Annotated coordinate entries:
** start **
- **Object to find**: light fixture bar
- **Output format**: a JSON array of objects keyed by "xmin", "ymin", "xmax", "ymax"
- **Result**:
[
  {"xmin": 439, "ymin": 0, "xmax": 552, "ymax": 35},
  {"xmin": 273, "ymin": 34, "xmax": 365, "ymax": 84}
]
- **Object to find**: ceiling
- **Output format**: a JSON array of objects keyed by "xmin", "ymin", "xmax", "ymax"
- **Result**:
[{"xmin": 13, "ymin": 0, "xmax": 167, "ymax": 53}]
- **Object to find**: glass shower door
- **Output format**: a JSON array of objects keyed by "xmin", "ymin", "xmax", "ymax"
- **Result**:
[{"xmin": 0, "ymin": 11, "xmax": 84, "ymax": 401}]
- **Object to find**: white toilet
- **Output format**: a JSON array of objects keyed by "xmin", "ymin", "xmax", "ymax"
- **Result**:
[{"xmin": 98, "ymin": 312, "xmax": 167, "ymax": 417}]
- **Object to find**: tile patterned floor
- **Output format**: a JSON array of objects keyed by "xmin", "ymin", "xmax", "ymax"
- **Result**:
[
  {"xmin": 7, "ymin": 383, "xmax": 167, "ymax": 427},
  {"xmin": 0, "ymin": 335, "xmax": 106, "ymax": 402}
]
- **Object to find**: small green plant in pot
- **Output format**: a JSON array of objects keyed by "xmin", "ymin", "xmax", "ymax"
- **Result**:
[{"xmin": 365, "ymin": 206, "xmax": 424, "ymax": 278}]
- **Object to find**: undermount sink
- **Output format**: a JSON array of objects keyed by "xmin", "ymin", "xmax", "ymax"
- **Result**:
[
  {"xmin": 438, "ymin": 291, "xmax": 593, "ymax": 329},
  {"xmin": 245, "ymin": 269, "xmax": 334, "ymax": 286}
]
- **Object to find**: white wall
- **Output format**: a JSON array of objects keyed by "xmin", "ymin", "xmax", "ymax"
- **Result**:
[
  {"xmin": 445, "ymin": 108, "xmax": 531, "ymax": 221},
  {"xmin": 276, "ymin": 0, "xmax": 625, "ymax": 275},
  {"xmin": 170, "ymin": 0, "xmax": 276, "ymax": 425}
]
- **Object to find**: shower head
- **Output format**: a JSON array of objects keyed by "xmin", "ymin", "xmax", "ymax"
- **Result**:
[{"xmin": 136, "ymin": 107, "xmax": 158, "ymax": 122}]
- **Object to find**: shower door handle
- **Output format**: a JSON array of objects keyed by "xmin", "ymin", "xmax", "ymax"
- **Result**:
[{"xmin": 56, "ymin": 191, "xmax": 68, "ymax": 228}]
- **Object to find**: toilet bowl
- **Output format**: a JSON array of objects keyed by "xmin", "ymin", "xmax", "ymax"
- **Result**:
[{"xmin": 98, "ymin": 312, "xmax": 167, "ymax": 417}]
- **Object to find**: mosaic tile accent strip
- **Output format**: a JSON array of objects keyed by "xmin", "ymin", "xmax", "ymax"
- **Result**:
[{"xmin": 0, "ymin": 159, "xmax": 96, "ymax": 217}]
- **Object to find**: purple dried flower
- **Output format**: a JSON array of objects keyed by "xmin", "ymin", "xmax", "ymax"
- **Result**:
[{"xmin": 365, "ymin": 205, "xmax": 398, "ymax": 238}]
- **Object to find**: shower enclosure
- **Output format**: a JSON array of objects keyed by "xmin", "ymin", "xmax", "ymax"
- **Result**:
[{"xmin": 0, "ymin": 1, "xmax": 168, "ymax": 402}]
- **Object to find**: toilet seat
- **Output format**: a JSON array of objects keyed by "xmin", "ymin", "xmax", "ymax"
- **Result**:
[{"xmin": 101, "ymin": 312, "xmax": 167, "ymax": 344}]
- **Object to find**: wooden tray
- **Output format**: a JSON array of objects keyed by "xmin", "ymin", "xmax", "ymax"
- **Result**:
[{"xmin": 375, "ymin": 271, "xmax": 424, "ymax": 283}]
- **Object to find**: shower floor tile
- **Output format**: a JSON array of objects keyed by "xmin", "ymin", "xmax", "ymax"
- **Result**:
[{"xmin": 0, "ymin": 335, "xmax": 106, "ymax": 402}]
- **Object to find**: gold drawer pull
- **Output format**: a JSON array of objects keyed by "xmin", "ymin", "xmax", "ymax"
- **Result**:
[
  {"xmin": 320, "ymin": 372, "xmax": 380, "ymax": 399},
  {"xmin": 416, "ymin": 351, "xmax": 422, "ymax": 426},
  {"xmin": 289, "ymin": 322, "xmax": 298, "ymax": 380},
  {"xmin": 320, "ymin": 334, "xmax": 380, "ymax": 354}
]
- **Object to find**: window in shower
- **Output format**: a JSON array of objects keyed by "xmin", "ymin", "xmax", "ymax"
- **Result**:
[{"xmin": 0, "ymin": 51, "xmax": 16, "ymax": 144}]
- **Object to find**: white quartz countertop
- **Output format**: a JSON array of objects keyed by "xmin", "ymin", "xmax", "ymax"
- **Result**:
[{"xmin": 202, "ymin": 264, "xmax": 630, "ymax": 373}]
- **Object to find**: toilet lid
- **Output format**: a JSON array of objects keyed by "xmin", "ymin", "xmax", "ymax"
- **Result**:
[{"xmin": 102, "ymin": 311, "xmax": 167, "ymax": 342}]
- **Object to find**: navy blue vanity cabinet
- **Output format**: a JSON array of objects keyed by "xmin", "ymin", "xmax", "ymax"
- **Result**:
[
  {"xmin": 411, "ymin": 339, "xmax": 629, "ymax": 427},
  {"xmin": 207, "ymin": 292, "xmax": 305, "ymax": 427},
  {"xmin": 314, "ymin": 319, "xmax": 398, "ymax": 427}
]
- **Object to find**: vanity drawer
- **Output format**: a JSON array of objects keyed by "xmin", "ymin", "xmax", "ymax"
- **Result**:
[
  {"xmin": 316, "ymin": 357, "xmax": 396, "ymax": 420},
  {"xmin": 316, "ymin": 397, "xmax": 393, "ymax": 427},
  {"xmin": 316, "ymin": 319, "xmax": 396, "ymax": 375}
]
** end **
** start **
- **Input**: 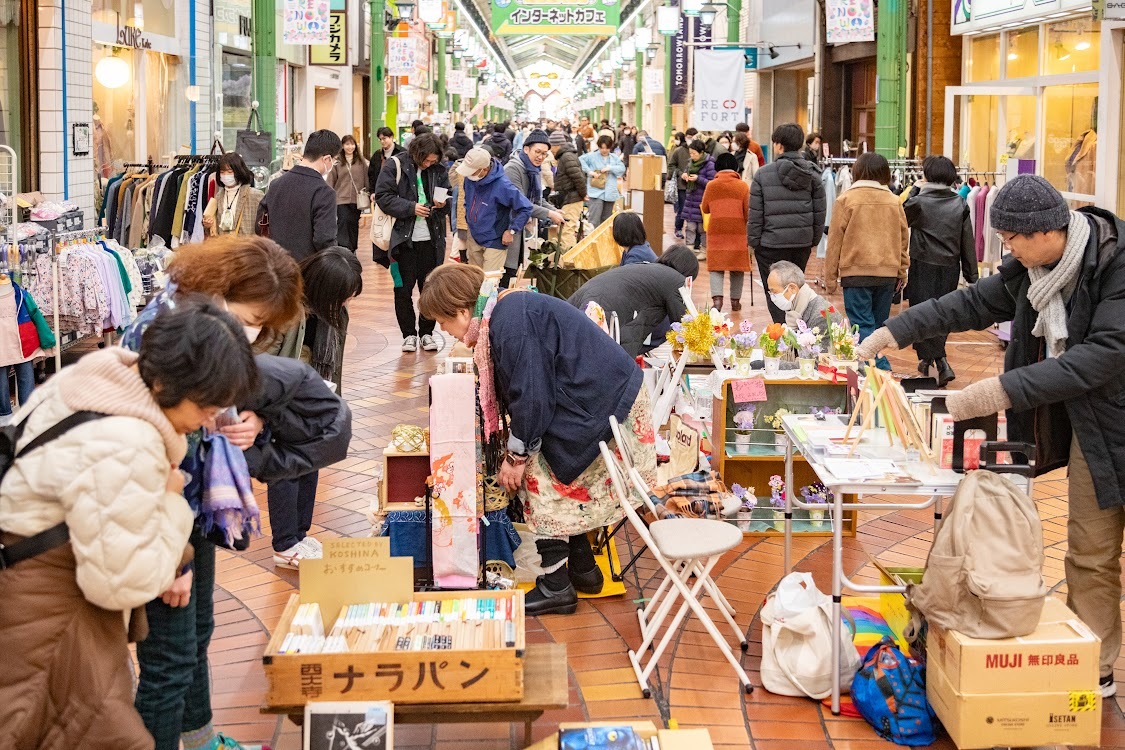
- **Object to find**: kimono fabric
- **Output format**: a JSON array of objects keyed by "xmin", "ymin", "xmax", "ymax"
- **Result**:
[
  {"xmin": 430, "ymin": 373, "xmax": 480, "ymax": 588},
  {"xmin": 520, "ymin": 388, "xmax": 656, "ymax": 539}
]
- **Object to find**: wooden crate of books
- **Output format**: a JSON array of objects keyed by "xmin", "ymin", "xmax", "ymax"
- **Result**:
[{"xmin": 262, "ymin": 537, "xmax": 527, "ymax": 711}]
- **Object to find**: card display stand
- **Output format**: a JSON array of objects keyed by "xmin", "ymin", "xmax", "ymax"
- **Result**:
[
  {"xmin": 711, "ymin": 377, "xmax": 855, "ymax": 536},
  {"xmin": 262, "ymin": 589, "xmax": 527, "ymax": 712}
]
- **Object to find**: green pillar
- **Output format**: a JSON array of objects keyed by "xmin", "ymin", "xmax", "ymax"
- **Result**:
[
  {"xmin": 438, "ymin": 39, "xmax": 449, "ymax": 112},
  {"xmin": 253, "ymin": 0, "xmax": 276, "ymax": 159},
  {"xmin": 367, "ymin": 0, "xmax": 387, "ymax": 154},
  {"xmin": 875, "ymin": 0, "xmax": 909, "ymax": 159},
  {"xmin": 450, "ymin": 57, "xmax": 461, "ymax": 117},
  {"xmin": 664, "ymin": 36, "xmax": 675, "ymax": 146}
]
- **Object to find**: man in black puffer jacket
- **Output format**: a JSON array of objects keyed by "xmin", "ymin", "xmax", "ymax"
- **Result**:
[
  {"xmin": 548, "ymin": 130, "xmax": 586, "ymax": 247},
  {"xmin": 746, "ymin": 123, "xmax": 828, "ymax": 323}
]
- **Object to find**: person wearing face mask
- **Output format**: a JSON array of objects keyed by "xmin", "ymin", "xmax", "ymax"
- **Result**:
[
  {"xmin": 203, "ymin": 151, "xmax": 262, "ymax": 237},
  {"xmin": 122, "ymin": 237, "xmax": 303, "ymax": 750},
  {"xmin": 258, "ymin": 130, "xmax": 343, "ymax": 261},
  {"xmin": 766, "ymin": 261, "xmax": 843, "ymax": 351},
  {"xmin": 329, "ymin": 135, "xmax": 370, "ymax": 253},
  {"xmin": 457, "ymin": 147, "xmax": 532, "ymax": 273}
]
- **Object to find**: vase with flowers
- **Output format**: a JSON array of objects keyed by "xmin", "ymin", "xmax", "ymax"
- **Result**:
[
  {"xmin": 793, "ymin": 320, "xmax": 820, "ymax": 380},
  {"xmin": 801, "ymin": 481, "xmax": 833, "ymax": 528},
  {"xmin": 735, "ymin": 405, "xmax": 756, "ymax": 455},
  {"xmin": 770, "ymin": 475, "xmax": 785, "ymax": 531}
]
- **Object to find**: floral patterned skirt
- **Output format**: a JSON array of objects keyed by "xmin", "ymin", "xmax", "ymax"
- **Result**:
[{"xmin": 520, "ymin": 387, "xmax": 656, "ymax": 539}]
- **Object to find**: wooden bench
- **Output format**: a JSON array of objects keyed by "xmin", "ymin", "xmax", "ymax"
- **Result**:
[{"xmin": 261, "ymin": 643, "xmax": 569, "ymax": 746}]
** end **
• [WHAT YOU NEED TO DO]
Pull out every line of the entries above that contains the string "drawer", treating uppercase and lowercase as different. Copy each of those lines in full.

• [RESULT OF THE EXERCISE]
- **Object to find**: gold drawer pull
- **Object to find**: vanity drawer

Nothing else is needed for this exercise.